-- Start of EXCERPT PROVIDED --
Special education gobbles an ever-growing share of education dollars. Ten years ago, 13 percent of the total state and federal education dollars in Illinois went toward special education. Last year, 20 percent did. It costs $8,500 a year extra, on average, to educate a child with disabilities in this state, according to the Illinois State Board of Education. That figure dovetails with national averages. Kids with the most severe disabilities can cost a school district more than $100,000 a year.

In 1975, the federal government committed to providing 40 percent of special education costs. But the feds never met that promise. Today, federal money covers only 14 to 17 percent of costs in Illinois.

In 1985, Illinois began to provide $8,000 a year per special education teacher, which at the time constituted a third of an average certified teacher's salary. The reimbursement never budged, but salaries did. Today, the state pays the same flat fee, but it represents only 14 percent of the average teacher's pay.

That leaves local taxpayers to cover the yawning divide.

Example: In 2004, Riverside Elementary District 96 spent $1.6 million on 120 special education students. The state and federal share: Just $400,000. Twice in the last 13 years, the district has asked for and received substantial tax increases from local taxpayers, largely to cover special education costs.

Illinois schools are forced each year to shift nearly $500 million in local revenues intended for regular education students into special education. Why? Largely because state and federal officials aren't living up to their commitments.

Last year, Lombard School District 44 had to divert $275 per student to cover the state's special education shortfall. North suburban Sunset Ridge School District 29 had to divert about $425 per student, according to an analysis run for the Tribune by the Metropolitan Planning Council.
-- End of EXCERPT PROVIDED --
_STATED EXERCISE_
Answer these questions using the special education funding excerpt above:
(a) What percent of total state and federal education dollars in Illinois went toward special education last year?
(b) In what year did Illinois begin to provide $8,000 a year per special education teacher?
(c) How much did Riverside Elementary District 96 spend on special education students in 2004?
-- Start of DATASET EXTRACT --
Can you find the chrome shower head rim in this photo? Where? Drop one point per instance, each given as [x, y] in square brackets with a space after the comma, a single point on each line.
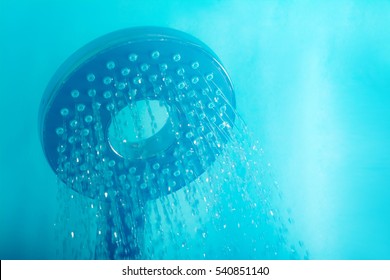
[152, 44]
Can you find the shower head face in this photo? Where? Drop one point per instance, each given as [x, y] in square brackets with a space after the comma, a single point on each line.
[143, 110]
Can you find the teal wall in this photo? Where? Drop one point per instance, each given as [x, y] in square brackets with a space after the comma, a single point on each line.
[312, 81]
-- End of DATASET EXTRACT --
_RESPONSE TO THE TASK_
(a) 20 percent
(b) 1985
(c) $1.6 million